▸ FRAGMENTO DEL DOCUMENTO
★ ★ ★ ★

Esta condición discordante del lector Diego Rojas Ajmad (no todos los profesores son lectores polivalentes, es decir que lo mismo leen un
libro de Baruch Spinoza que la guía de teléfonos, un recetario de cocina colonial que un tratado de mecánica cuántica o una novela Balzac o de Corín Tellado) lo sitúa un poco a las afueras en la cual la literatura adquiere insinuaciones inquietantes que despiertan curiosidad y sorpresa. En tal sentido las clases del profesor Diego Rojas buscan deslastrarse del plomizo fardo del fastidio e intenta que la literatura sea menos previsible y si algo más imaginativa/creativa; quizá ambicionando estremecer la somnolencia de un puñado de jóvenes que no le encuentran algún sentido sensato y práctico a una serie de autores/escritoras que escriben novelas, cuentos o poemas.
Lo que conduce a esa pregunta que es ya un tópico entre académicos : ¿De qué hablamos cuando hablamos de literatura? Como es lógico Diego Rojas, que aparte de profesor es escritor, responde al tópico escribiendo más literatura y un avance de esto podría ser su esplendido libro Mundos de tinta y papel, la cultura del libro en la Venezuela colonial. Libro que se me antoja como una pesquisa de ratón de biblioteca; especie de mapa para ubicar al libro y su impronta para perfilar las líneas maestras de un país que buscaba su afirmación como nación.
Mundos de tinta y papel retrata los contornos históricos, sociales y arquitectónicos que rodearon ese estuche que es el libro y que además, de contener literatura, se erige como una pieza clave de ese engranaje que se denomina cultura y por ello Diego Rojas escribe: “En los siglos XVIII y XIX, durante la conformación del Estado venezolano, la presencia del libro como objeto cultural coadyuvó a la construcción de un capital simbólico que permitió a la comunidad lectora la comprensión de lo social. Así, el libro vino a instaurar, como corolario de la “ciudad escrituraria y letrada” de la colonia hispanoamericana, espacios, interdictos y transgresiones que materializados en las nociones de saber, poder y utopía, posibilitó a los sujetos para una interpretación y configuración de su relación con sus semejantes y de éstos con su mundo”.

★ ★ ★ ★

▸ TAREA ASIGNADA A
Según el fragmento, ¿qué clases de contornos retrata el libro Mundos de tinta y papel? Menciónalas todas.
▸ TAREA ASIGNADA B
Copia del fragmento el pasaje que empieza con "Esta condición discordante" y sigue hasta "cuentos o poemas.".
Los ítems que vienen a continuación son material aparte y no guardan relación con el fragmento.

★ ★ ★ ★

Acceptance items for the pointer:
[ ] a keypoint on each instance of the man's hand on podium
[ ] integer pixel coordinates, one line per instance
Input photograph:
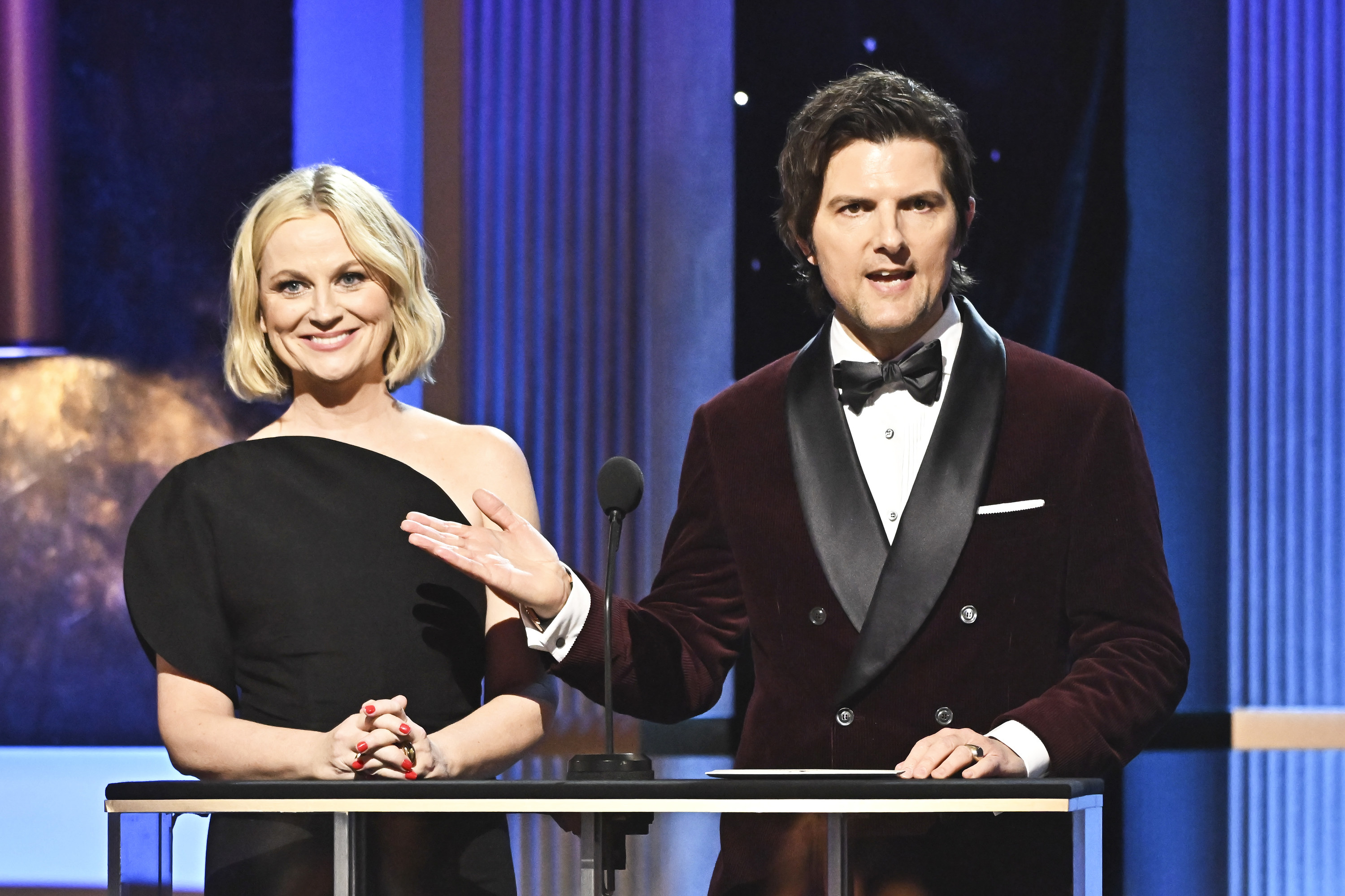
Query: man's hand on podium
(949, 751)
(514, 562)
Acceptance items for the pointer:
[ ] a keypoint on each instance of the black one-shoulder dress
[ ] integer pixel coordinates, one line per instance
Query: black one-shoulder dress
(276, 572)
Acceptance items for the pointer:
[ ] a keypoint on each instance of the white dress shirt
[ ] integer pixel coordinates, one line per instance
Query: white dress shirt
(891, 433)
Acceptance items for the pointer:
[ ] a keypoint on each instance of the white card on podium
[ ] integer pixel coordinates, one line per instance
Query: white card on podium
(802, 773)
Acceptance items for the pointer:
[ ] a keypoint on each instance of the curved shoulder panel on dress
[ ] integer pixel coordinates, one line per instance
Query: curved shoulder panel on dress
(173, 593)
(276, 571)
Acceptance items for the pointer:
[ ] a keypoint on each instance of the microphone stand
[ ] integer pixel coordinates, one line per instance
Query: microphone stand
(614, 540)
(611, 829)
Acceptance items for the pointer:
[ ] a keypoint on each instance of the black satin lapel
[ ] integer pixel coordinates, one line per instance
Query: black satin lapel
(841, 516)
(942, 506)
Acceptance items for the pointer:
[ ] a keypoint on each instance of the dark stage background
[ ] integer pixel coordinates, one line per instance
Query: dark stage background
(170, 117)
(1041, 84)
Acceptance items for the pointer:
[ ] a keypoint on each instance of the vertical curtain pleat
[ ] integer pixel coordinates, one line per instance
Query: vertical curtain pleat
(1286, 440)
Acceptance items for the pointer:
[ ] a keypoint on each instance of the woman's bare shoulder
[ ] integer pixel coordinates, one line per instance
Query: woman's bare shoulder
(469, 444)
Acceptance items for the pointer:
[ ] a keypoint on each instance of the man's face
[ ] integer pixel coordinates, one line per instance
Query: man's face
(884, 238)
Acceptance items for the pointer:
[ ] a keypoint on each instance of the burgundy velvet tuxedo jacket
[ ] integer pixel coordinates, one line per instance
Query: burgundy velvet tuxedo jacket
(1075, 636)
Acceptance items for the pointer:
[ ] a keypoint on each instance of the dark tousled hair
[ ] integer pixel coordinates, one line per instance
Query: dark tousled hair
(877, 107)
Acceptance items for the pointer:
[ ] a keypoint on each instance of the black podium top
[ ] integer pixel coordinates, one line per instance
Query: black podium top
(1046, 794)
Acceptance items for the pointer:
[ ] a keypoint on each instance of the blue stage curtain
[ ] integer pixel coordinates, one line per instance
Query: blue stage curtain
(599, 212)
(1286, 431)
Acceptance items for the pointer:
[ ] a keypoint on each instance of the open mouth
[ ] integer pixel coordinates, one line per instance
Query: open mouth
(329, 341)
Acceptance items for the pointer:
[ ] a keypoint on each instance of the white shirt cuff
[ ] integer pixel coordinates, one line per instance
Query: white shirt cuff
(560, 634)
(1020, 739)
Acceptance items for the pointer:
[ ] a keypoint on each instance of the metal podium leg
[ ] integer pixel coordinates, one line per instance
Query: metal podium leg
(347, 853)
(1087, 851)
(113, 853)
(591, 875)
(838, 855)
(140, 853)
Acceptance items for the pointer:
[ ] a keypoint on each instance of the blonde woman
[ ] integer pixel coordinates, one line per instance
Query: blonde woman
(295, 633)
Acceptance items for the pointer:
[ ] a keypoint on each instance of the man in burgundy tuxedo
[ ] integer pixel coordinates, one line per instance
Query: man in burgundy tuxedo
(943, 547)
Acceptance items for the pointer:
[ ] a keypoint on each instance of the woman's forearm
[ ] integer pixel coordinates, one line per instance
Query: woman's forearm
(224, 749)
(493, 738)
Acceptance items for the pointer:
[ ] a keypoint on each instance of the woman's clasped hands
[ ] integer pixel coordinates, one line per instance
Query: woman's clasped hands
(382, 742)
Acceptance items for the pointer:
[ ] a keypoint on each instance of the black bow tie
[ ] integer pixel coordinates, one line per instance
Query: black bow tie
(922, 372)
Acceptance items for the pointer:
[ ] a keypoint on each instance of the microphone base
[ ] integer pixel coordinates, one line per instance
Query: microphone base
(610, 767)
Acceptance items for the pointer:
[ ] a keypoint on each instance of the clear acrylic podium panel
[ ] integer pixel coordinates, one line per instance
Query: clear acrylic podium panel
(142, 814)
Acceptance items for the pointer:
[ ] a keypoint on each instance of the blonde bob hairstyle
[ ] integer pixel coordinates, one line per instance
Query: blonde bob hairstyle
(382, 241)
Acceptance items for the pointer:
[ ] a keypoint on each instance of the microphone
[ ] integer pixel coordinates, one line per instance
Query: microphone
(620, 485)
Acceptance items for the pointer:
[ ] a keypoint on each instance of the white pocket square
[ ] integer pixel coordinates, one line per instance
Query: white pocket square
(1012, 506)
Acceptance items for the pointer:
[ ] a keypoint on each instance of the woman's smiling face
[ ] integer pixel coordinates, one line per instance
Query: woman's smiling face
(327, 319)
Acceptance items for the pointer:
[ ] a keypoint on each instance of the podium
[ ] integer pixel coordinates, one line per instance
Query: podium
(140, 814)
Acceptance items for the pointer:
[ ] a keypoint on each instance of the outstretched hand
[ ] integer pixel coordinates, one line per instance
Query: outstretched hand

★ ★ ★ ★

▸ ESPACIO DE RESPUESTA A
Retrata los contornos históricos, sociales y arquitectónicos.

▸ ESPACIO DE RESPUESTA B
Esta condición discordante del lector Diego Rojas Ajmad (no todos los profesores son lectores polivalentes, es decir que lo mismo leen un
libro de Baruch Spinoza que la guía de teléfonos, un recetario de cocina colonial que un tratado de mecánica cuántica o una novela Balzac o de Corín Tellado) lo sitúa un poco a las afueras en la cual la literatura adquiere insinuaciones inquietantes que despiertan curiosidad y sorpresa. En tal sentido las clases del profesor Diego Rojas buscan deslastrarse del plomizo fardo del fastidio e intenta que la literatura sea menos previsible y si algo más imaginativa/creativa; quizá ambicionando estremecer la somnolencia de un puñado de jóvenes que no le encuentran algún sentido sensato y práctico a una serie de autores/escritoras que escriben novelas, cuentos o poemas.